### Data for the task
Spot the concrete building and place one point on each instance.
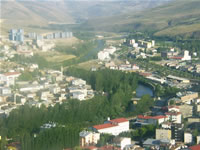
(151, 119)
(163, 134)
(198, 139)
(187, 138)
(79, 95)
(16, 35)
(121, 142)
(78, 82)
(174, 117)
(177, 131)
(178, 79)
(103, 56)
(186, 110)
(9, 78)
(88, 138)
(186, 56)
(187, 97)
(114, 127)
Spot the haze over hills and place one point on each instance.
(20, 13)
(179, 17)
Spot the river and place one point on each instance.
(143, 90)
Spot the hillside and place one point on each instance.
(179, 17)
(18, 13)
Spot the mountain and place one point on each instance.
(20, 13)
(178, 17)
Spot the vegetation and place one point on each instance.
(28, 76)
(112, 100)
(144, 132)
(84, 52)
(36, 59)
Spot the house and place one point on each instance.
(174, 116)
(103, 56)
(122, 142)
(5, 91)
(196, 147)
(88, 138)
(9, 78)
(163, 134)
(156, 144)
(78, 82)
(186, 110)
(187, 97)
(173, 109)
(177, 131)
(114, 127)
(78, 95)
(187, 138)
(152, 119)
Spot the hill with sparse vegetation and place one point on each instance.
(179, 17)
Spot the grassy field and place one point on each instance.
(88, 64)
(176, 18)
(55, 56)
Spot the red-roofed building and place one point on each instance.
(176, 57)
(9, 78)
(114, 127)
(174, 116)
(173, 109)
(196, 147)
(152, 119)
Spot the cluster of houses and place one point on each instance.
(79, 90)
(105, 54)
(170, 133)
(182, 66)
(123, 67)
(55, 35)
(48, 89)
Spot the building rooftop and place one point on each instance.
(196, 147)
(151, 117)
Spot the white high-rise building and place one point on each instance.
(186, 55)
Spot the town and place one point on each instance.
(172, 123)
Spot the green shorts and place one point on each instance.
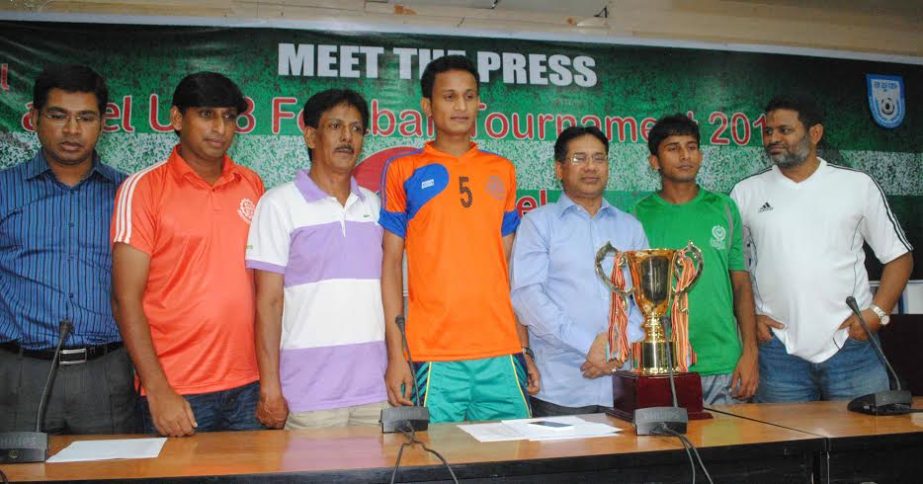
(465, 390)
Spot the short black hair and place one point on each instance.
(318, 104)
(445, 64)
(673, 125)
(69, 78)
(809, 112)
(560, 146)
(208, 89)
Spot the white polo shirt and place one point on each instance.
(804, 243)
(333, 333)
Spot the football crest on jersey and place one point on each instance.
(495, 187)
(718, 237)
(246, 209)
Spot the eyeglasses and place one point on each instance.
(61, 117)
(583, 158)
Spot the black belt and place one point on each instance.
(69, 356)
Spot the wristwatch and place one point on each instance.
(883, 317)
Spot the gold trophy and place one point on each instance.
(660, 280)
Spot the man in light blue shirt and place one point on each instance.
(555, 290)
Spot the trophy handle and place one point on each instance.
(698, 263)
(607, 279)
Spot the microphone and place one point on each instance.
(662, 420)
(33, 446)
(888, 402)
(416, 417)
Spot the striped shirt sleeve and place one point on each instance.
(133, 220)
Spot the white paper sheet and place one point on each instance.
(507, 430)
(88, 450)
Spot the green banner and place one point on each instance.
(530, 90)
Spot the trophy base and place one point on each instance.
(632, 391)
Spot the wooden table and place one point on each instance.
(734, 450)
(858, 448)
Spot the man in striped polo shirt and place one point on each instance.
(54, 266)
(315, 244)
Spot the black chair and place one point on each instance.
(902, 342)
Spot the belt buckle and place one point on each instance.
(76, 351)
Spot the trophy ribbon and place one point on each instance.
(680, 311)
(618, 315)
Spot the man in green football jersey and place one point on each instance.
(721, 300)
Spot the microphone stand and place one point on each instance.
(33, 446)
(887, 402)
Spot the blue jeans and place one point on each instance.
(853, 371)
(233, 409)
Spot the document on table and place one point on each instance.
(525, 429)
(88, 450)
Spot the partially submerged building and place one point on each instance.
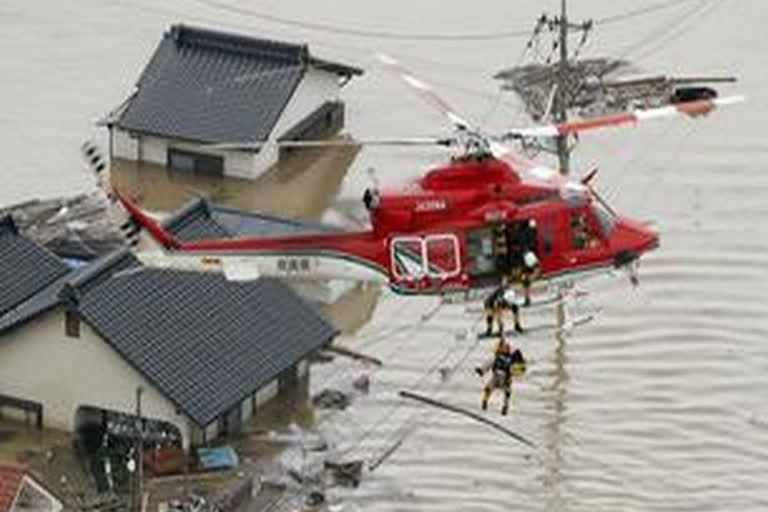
(20, 491)
(204, 87)
(77, 344)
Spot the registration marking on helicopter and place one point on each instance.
(431, 205)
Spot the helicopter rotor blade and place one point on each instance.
(425, 90)
(689, 108)
(406, 141)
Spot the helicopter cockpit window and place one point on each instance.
(606, 219)
(583, 235)
(574, 194)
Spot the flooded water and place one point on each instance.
(659, 404)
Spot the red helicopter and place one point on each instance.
(455, 230)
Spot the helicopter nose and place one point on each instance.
(632, 239)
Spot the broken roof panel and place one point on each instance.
(82, 278)
(26, 268)
(199, 219)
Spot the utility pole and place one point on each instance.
(562, 84)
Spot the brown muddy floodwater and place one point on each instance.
(660, 404)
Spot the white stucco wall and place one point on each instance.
(123, 145)
(148, 148)
(39, 362)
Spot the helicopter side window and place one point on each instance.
(582, 234)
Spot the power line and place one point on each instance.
(373, 34)
(660, 6)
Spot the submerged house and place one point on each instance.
(20, 491)
(76, 345)
(204, 87)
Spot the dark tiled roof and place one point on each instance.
(206, 343)
(194, 222)
(200, 219)
(25, 267)
(212, 86)
(81, 279)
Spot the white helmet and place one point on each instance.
(530, 259)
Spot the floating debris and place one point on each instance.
(362, 383)
(346, 474)
(331, 399)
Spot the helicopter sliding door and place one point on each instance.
(434, 256)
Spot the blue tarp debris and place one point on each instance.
(223, 457)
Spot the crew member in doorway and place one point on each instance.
(529, 264)
(504, 365)
(495, 305)
(530, 271)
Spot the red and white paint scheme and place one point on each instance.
(440, 233)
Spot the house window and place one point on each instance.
(72, 324)
(195, 162)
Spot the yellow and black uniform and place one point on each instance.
(505, 365)
(495, 304)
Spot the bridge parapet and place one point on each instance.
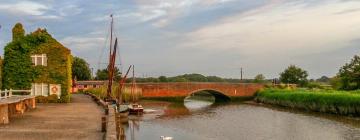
(184, 89)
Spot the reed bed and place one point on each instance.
(327, 101)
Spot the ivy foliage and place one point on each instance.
(80, 69)
(19, 71)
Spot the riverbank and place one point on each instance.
(80, 119)
(326, 101)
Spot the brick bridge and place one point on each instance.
(221, 91)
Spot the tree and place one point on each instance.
(103, 74)
(260, 78)
(349, 74)
(18, 31)
(294, 75)
(323, 79)
(80, 69)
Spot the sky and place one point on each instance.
(211, 37)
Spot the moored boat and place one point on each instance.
(135, 108)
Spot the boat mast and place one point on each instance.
(133, 85)
(111, 59)
(111, 28)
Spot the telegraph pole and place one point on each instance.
(241, 73)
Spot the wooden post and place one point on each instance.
(106, 111)
(103, 124)
(6, 92)
(4, 114)
(10, 93)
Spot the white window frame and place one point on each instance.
(43, 58)
(42, 85)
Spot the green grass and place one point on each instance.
(328, 101)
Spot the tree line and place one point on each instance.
(348, 77)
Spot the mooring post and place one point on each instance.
(106, 110)
(10, 93)
(103, 124)
(6, 93)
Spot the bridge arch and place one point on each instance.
(219, 95)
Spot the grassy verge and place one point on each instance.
(327, 101)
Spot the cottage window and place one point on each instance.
(38, 89)
(39, 59)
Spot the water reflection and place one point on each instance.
(202, 120)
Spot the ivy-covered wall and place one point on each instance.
(19, 71)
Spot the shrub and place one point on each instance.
(41, 99)
(65, 98)
(53, 98)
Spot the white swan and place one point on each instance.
(165, 138)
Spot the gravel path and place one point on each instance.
(80, 119)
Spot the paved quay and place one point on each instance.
(78, 120)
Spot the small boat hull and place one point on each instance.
(136, 109)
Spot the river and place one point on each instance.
(201, 120)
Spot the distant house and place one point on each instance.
(84, 85)
(38, 62)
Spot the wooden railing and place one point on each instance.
(9, 93)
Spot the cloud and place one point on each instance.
(292, 28)
(82, 43)
(24, 8)
(70, 10)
######
Directions - Having removed the pictures, write out the records exactly as they stand.

Exercise solution -
Spot the concrete building and place one point on each instance.
(151, 119)
(163, 134)
(198, 139)
(187, 138)
(79, 95)
(16, 35)
(121, 142)
(78, 82)
(174, 117)
(177, 131)
(178, 79)
(103, 56)
(186, 110)
(9, 78)
(88, 138)
(186, 56)
(187, 97)
(114, 127)
Spot the haze over hills and place one point on each instance.
(20, 13)
(179, 17)
Spot the river and place one point on each instance.
(143, 90)
Spot the hillside and place one point on each instance.
(179, 17)
(18, 13)
Spot the mountain and place one point on each instance.
(20, 13)
(178, 17)
Spot the vegetation and place one point on each instance.
(28, 76)
(112, 100)
(144, 132)
(84, 52)
(36, 59)
Spot the house and place one point on each instance.
(174, 116)
(103, 56)
(122, 142)
(5, 91)
(196, 147)
(88, 138)
(9, 78)
(163, 134)
(156, 144)
(78, 82)
(186, 110)
(187, 97)
(173, 109)
(177, 131)
(114, 127)
(78, 95)
(187, 138)
(152, 119)
Spot the hill with sparse vegetation and place one point on each instance.
(179, 17)
Spot the grassy field and place one point on each instance.
(88, 64)
(176, 18)
(55, 56)
Spot the red-roofed building and place one point on each instance.
(176, 57)
(9, 78)
(114, 127)
(174, 116)
(173, 109)
(196, 147)
(152, 119)
Spot the cluster of houses and place one point on each instance.
(79, 90)
(105, 54)
(170, 133)
(182, 66)
(123, 67)
(55, 35)
(48, 89)
Spot the building rooftop and place one point on each instance.
(196, 147)
(151, 117)
Spot the white high-rise building and place one point on each instance.
(186, 55)
Spot the town and place one point on each instance.
(172, 123)
Spot the green shorts and place one point on each instance.
(465, 390)
Spot the short black hair and place one point on each instance.
(318, 104)
(445, 64)
(673, 125)
(69, 78)
(809, 112)
(560, 146)
(208, 89)
Spot the white polo shirt and place one point on each instance.
(804, 243)
(333, 333)
Spot the football crest on jersey and place one point on each instance.
(495, 187)
(718, 237)
(246, 209)
Spot the eyeglasses and place one point on each instance.
(61, 117)
(583, 158)
Spot the black belt and place one point on each instance.
(69, 356)
Spot the wristwatch and place one point on each instance.
(883, 317)
Spot the gold trophy and place one point on each instance.
(660, 280)
Spot the man in light blue shirt and place one point on each instance.
(555, 290)
Spot the trophy handle and place one point on each instance.
(698, 263)
(607, 279)
Spot the microphone and place one point on each instance.
(662, 420)
(33, 446)
(888, 402)
(416, 417)
Spot the striped shirt sleeve and place one point on each instance.
(133, 220)
Spot the white paper sheet and place one point on each instance.
(507, 430)
(88, 450)
Spot the green banner and place one point on each instance.
(530, 90)
Spot the trophy base and place one point on each instance.
(632, 391)
Spot the wooden table and place one point on each instance.
(734, 450)
(858, 448)
Spot the man in striped polo shirt and place one point on each instance.
(54, 266)
(315, 244)
Spot the black chair and place one point on each instance.
(902, 342)
Spot the belt buckle and place one point on each instance.
(76, 351)
Spot the trophy ribbon and place one point on each instance.
(680, 311)
(618, 315)
Spot the man in green football jersey and place one point on each instance.
(721, 300)
Spot the microphone stand and place one point on each instance.
(33, 446)
(887, 402)
Spot the blue jeans and place one point on each instance.
(853, 371)
(233, 409)
Spot the document on table and place one point on each instance.
(525, 429)
(88, 450)
Spot the partially submerged building and place one point on each instance.
(20, 491)
(204, 87)
(77, 344)
Spot the registration marking on helicopter and place one point on each instance.
(431, 205)
Spot the helicopter rotor blade and place one point on each instance.
(425, 90)
(689, 108)
(406, 141)
Spot the helicopter cockpit window and place one point on each instance.
(606, 219)
(583, 235)
(574, 194)
Spot the flooded water and place one point on each instance.
(659, 404)
Spot the red helicopter and place one point on each instance.
(455, 230)
Spot the helicopter nose and place one point on each instance.
(632, 239)
Spot the broken roof panel and place one point on each instance.
(82, 278)
(26, 268)
(199, 219)
Spot the utility pole and place one point on each instance.
(562, 84)
Spot the brown muddy floodwater and place one point on each instance.
(660, 404)
Spot the white stucco wall and place one point on each instance.
(123, 145)
(148, 148)
(39, 362)
Spot the helicopter side window and place one point on each instance.
(582, 234)
Spot the power line and place one point on each instance.
(373, 34)
(660, 6)
Spot the submerged house and place one point on each instance.
(20, 491)
(76, 345)
(204, 87)
Spot the dark tiled roof and place one point on each instance.
(206, 343)
(194, 222)
(200, 219)
(25, 267)
(212, 86)
(81, 279)
Spot the white helmet and place one point on each instance.
(530, 259)
Spot the floating debris and place one point on each instance.
(362, 383)
(346, 474)
(331, 399)
Spot the helicopter sliding door and place one point on each instance.
(434, 256)
Spot the blue tarp debris and place one point on each instance.
(223, 457)
Spot the crew member in doorway and place one point on each instance.
(529, 264)
(504, 365)
(495, 305)
(530, 271)
Spot the red and white paint scheme and place one point on each instance.
(440, 233)
Spot the house window and place one point on each instance.
(72, 324)
(195, 162)
Spot the yellow and black uniform and place one point on each instance.
(505, 365)
(495, 304)
Spot the bridge parapet and place one point on each instance.
(184, 89)
Spot the reed bed and place one point on each instance.
(327, 101)
Spot the ivy foliage and place one point on each instance.
(80, 69)
(19, 71)
Spot the riverbank and place one point on each instance.
(80, 119)
(326, 101)
Spot the brick bridge and place one point on each instance.
(221, 91)
Spot the tree and place one point on each instance.
(103, 74)
(260, 78)
(349, 74)
(18, 31)
(294, 75)
(323, 79)
(80, 69)
Spot the sky and place one point on each instance.
(211, 37)
Spot the moored boat and place one point on each instance.
(135, 108)
Spot the boat mast and place one point on each instance.
(133, 85)
(111, 59)
(111, 28)
Spot the telegraph pole and place one point on each instance.
(241, 73)
Spot the wooden post and place one point on each instance.
(106, 111)
(103, 124)
(6, 92)
(4, 114)
(10, 93)
Spot the white window frame and place one point on each instance.
(43, 58)
(42, 85)
Spot the green grass and place one point on each instance.
(328, 101)
Spot the tree line and place one point on each instance.
(348, 77)
Spot the mooring post and place one point on each instance.
(106, 110)
(10, 93)
(103, 124)
(6, 93)
Spot the bridge arch and place one point on each instance.
(219, 95)
Spot the grassy verge and place one point on each instance.
(327, 101)
Spot the cottage window and place one point on each instance.
(38, 89)
(39, 59)
Spot the water reflection and place one point on each instance.
(202, 120)
Spot the ivy-covered wall and place one point on each instance.
(19, 71)
Spot the shrub and place one point on each instance.
(41, 99)
(65, 98)
(53, 98)
Spot the white swan and place one point on each instance.
(165, 138)
Spot the gravel path and place one point on each instance.
(80, 119)
Spot the paved quay and place one point on each instance.
(78, 120)
Spot the small boat hull and place one point on each instance.
(136, 109)
Spot the river and place one point on each instance.
(201, 120)
Spot the distant house and place one point on each instance.
(84, 85)
(38, 62)
Spot the wooden railing and place one point on each instance.
(9, 93)
Spot the cloud and place one point on each instance.
(292, 28)
(82, 43)
(24, 8)
(70, 10)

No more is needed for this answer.